_Task directions_: Lines in the listing below that hold "hair" are the ones to copy.

_Exercise input_:
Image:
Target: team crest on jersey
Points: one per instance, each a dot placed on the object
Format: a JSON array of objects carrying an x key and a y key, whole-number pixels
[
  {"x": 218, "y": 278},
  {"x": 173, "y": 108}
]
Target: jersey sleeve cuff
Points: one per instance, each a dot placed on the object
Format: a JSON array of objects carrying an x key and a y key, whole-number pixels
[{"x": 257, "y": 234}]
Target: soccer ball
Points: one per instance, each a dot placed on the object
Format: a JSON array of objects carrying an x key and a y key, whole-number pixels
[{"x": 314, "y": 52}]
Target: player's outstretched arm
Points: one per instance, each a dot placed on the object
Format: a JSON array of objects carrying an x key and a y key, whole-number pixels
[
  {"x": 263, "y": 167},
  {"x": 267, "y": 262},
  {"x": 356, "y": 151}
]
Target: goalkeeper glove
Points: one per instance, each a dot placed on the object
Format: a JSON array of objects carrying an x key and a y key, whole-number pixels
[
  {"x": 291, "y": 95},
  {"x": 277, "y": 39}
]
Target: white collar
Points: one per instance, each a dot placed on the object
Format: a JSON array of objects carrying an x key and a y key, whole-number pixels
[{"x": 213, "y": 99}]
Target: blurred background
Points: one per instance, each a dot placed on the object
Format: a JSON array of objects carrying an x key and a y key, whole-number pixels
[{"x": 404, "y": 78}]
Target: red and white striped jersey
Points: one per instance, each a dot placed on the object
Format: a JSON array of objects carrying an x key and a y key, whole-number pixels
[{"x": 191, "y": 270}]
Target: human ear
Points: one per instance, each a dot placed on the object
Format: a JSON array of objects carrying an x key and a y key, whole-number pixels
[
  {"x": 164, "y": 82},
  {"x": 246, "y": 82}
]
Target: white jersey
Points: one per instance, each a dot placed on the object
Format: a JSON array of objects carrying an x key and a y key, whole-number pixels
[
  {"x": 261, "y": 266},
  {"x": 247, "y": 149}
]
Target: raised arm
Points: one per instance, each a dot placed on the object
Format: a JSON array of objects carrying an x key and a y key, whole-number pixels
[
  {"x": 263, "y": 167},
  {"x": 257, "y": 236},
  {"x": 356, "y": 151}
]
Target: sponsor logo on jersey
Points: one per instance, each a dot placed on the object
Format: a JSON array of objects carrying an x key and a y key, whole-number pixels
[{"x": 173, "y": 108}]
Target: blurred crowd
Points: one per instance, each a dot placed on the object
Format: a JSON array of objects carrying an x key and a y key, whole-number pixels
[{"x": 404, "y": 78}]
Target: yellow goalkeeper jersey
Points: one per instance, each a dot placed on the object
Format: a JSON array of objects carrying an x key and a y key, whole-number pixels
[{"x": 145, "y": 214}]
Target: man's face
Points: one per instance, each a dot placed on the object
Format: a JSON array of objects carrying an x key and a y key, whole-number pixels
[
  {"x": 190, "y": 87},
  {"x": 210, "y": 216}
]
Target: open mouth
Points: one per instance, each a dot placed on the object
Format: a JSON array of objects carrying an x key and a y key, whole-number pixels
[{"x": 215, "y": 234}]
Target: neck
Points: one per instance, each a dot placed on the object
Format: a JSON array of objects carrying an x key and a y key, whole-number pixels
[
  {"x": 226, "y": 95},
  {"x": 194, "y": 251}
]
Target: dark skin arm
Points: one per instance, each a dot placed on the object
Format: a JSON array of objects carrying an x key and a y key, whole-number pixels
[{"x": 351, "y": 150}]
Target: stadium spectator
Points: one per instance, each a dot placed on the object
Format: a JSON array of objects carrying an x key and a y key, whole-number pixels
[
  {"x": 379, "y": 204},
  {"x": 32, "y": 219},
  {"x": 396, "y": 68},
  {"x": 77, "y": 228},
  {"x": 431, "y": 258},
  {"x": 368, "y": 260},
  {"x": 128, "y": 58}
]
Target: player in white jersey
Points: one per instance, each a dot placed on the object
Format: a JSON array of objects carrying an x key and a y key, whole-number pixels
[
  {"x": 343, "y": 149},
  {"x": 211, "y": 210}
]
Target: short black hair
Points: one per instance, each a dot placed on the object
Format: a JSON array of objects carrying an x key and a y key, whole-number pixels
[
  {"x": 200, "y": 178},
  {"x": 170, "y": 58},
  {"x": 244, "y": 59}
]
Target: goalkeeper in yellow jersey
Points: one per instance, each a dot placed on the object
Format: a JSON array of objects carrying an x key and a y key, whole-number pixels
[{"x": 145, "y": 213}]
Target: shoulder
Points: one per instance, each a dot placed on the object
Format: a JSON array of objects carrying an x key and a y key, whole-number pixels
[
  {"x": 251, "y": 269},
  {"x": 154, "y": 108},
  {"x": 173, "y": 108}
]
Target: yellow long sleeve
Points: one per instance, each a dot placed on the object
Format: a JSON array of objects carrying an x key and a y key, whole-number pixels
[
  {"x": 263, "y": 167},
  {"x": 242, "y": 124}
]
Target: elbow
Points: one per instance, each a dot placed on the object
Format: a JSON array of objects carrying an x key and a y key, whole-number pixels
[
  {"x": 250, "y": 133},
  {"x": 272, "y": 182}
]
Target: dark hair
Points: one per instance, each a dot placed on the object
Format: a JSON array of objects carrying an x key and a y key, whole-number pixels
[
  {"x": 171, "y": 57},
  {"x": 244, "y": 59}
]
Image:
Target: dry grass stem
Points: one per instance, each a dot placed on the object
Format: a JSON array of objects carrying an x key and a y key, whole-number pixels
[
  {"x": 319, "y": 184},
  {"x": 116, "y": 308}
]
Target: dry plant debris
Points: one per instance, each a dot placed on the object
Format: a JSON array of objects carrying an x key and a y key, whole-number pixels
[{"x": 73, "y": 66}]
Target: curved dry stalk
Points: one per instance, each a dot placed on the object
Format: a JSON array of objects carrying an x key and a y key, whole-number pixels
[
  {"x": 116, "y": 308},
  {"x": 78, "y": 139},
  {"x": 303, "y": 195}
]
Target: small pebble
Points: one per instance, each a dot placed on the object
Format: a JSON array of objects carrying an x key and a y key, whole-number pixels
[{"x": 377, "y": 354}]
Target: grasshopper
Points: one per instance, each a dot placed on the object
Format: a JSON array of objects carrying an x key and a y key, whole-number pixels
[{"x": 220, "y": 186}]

--

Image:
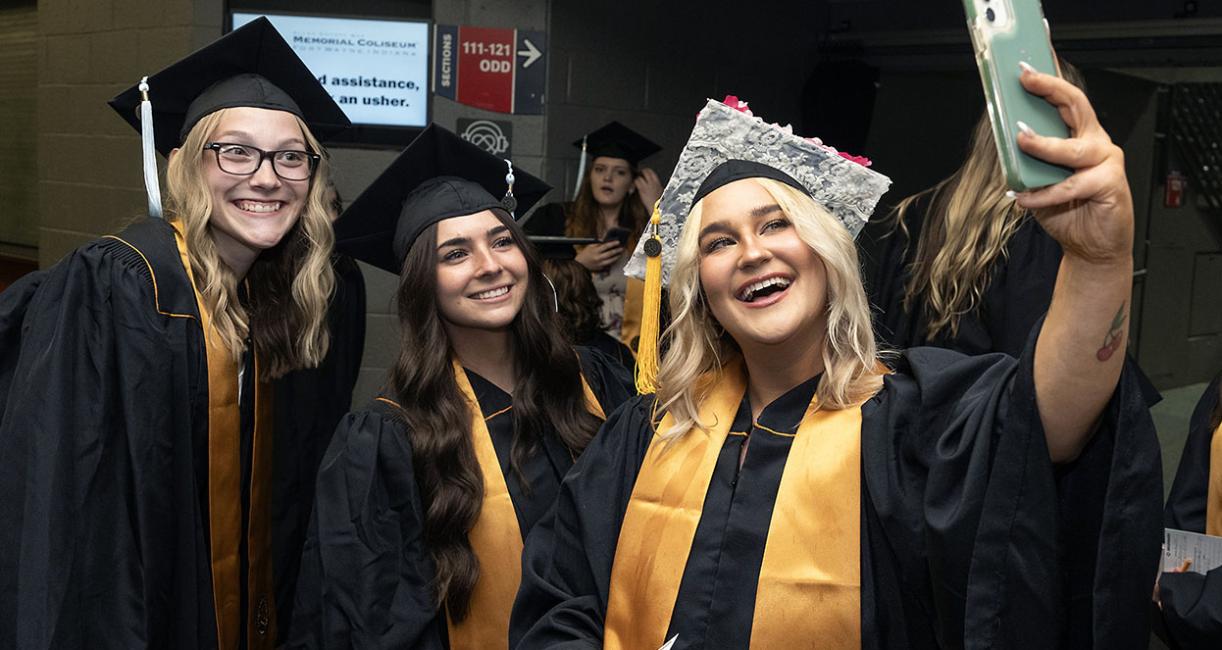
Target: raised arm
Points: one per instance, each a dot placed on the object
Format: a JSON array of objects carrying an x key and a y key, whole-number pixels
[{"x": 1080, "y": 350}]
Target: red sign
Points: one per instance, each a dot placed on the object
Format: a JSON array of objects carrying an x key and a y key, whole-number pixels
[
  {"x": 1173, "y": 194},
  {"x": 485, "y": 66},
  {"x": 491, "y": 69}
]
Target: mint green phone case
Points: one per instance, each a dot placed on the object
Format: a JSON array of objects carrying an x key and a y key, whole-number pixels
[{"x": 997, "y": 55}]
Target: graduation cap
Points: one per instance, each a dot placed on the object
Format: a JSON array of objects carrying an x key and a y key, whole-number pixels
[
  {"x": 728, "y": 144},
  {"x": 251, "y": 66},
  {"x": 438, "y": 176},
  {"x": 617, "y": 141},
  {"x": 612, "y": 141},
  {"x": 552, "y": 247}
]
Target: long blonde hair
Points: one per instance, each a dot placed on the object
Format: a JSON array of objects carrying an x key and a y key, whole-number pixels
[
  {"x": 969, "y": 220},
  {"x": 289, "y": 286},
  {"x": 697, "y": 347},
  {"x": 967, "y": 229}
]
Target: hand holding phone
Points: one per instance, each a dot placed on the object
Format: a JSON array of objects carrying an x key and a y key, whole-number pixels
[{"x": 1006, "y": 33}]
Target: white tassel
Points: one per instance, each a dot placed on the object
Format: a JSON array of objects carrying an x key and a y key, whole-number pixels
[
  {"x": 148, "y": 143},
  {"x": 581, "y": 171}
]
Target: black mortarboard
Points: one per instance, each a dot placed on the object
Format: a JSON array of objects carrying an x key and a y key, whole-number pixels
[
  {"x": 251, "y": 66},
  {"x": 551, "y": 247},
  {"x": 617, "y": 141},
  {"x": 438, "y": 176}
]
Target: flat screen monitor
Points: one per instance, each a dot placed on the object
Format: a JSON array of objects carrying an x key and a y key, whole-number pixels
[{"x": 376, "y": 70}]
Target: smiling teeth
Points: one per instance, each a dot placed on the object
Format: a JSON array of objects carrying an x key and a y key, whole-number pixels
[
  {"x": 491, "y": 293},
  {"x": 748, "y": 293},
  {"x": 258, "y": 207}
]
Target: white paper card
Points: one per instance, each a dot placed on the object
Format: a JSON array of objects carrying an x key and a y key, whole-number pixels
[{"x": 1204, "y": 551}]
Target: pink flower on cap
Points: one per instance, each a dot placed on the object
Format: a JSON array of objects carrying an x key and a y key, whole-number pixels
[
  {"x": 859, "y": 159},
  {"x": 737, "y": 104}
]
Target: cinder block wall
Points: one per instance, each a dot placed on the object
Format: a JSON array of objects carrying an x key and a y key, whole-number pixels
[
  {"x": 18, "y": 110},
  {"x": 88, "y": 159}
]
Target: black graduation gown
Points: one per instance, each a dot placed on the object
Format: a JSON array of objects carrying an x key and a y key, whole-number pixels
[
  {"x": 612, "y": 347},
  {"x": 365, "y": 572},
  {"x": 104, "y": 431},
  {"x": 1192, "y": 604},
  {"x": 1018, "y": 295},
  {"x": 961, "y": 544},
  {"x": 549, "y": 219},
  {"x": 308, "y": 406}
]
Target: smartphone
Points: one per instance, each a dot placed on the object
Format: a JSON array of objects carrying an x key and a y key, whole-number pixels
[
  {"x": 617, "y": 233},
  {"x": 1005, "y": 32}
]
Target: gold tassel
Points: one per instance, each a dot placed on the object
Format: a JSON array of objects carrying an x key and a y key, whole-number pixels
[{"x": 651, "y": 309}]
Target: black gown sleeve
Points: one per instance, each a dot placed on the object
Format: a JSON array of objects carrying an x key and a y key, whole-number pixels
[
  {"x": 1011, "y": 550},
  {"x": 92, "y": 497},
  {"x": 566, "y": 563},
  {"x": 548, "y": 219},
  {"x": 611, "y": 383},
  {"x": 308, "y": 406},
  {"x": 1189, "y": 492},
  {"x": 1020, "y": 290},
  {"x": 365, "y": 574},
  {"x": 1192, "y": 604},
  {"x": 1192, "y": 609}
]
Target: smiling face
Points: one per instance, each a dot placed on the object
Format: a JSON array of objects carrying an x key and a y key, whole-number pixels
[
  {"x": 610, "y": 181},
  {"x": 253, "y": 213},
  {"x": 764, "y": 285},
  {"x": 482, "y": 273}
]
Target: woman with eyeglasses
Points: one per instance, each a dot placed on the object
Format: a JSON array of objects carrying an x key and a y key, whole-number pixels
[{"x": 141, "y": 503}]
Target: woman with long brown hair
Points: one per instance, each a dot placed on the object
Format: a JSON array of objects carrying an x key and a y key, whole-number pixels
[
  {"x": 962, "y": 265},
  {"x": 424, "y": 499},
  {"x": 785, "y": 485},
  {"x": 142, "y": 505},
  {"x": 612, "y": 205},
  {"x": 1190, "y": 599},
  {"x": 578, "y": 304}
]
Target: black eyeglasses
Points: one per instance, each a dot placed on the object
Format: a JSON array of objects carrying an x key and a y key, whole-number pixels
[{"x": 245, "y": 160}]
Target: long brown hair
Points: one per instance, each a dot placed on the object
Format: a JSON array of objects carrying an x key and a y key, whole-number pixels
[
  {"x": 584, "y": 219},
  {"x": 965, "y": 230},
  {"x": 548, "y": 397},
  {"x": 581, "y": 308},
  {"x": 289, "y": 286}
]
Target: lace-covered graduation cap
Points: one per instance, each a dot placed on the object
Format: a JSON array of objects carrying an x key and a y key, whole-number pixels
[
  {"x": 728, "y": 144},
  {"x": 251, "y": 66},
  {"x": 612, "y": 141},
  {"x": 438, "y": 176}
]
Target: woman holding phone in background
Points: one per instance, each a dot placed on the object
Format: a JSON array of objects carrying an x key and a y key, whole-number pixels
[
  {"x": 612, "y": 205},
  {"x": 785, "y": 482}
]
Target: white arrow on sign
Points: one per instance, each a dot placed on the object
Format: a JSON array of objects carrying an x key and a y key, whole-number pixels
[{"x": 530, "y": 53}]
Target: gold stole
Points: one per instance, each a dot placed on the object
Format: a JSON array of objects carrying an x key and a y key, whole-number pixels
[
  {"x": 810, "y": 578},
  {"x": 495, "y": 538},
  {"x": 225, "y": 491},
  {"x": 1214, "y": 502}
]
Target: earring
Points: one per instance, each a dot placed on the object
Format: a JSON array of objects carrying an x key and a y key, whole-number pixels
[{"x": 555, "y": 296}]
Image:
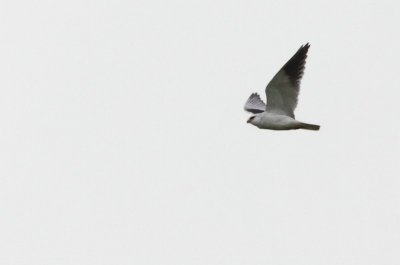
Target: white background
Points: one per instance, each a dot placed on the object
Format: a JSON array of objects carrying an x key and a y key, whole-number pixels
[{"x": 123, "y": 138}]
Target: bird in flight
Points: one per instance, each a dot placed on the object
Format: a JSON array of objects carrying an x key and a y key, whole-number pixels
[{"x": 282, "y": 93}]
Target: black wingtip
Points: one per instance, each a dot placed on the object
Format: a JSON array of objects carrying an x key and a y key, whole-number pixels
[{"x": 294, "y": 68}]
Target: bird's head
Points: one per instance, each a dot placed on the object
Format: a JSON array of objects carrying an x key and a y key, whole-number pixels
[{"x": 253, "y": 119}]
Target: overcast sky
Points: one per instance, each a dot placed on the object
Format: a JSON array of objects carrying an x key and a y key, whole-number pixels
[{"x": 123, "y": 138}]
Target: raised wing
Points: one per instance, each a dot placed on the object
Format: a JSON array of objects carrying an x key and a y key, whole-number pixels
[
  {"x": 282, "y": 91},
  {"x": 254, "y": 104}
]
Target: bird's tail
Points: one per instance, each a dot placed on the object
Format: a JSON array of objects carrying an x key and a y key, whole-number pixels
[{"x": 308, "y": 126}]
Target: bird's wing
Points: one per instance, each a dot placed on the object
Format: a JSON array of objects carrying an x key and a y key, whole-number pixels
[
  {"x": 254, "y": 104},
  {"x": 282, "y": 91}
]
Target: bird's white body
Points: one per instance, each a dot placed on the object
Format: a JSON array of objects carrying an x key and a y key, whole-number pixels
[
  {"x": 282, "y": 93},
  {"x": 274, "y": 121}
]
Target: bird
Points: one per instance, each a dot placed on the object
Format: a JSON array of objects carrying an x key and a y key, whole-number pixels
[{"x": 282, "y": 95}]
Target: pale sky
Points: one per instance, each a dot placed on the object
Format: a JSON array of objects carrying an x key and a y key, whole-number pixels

--

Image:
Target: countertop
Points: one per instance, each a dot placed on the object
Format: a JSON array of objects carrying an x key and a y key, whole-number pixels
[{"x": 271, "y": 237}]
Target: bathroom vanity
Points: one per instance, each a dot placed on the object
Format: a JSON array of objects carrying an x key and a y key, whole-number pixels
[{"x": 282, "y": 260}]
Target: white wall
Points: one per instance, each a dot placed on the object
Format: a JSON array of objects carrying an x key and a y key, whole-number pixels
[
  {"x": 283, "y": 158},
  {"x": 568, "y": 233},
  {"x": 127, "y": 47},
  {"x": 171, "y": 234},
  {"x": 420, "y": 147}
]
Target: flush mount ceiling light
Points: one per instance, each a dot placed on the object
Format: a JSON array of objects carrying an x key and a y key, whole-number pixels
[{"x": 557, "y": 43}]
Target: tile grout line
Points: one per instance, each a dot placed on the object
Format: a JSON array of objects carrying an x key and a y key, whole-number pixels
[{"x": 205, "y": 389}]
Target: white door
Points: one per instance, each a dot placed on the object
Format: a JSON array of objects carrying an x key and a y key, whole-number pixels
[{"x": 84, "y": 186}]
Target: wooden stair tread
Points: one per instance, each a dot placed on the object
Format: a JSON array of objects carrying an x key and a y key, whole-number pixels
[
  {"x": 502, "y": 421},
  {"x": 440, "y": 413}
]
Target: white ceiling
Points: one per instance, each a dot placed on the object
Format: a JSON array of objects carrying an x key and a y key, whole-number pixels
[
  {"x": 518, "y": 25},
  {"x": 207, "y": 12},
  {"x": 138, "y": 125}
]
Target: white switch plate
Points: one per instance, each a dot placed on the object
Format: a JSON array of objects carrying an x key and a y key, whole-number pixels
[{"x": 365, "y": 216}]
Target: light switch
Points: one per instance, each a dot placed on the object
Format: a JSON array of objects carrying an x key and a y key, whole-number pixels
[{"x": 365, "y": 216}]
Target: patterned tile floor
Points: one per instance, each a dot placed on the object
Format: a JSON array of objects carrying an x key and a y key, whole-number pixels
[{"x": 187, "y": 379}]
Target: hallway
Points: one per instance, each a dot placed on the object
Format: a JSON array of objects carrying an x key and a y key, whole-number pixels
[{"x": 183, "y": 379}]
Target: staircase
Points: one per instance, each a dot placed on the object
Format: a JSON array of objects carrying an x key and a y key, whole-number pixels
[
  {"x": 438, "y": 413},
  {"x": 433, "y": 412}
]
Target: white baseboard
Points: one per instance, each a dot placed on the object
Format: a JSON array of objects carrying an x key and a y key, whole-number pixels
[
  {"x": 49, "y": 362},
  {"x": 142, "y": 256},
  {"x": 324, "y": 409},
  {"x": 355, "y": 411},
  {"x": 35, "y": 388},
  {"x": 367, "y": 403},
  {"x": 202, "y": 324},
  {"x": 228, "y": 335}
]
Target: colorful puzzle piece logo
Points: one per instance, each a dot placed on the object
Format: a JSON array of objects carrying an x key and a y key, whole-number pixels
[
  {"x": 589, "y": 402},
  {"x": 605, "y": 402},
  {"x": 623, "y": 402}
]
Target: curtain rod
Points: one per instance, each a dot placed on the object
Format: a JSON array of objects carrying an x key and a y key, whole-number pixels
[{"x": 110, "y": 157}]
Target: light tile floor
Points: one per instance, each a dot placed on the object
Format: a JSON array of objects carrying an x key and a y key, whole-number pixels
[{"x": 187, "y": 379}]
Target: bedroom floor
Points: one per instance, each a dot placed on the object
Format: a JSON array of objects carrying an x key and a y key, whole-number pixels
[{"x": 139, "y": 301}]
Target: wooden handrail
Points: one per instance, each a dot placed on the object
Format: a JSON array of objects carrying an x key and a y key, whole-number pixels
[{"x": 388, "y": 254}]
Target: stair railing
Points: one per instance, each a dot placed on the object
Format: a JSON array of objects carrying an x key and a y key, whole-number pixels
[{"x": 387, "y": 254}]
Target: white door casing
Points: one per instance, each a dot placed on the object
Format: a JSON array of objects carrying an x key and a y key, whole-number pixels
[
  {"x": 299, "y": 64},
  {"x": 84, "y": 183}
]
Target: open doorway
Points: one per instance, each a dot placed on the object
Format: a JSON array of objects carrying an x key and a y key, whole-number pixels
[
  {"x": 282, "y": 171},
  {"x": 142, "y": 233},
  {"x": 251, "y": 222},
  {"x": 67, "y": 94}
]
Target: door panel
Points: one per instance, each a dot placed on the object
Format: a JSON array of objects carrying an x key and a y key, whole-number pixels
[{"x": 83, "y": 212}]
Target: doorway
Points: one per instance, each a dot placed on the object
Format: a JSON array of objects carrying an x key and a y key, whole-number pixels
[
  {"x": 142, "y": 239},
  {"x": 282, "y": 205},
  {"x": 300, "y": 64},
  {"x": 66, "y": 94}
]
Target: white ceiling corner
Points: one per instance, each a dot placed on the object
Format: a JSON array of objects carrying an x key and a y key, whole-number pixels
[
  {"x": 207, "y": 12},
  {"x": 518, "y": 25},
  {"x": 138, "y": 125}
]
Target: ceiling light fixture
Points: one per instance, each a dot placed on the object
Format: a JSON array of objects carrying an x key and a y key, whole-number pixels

_Answer below_:
Target: short black hair
Target: dark hair
Target: long blonde hair
Target: woman with long brown hair
Target: long brown hair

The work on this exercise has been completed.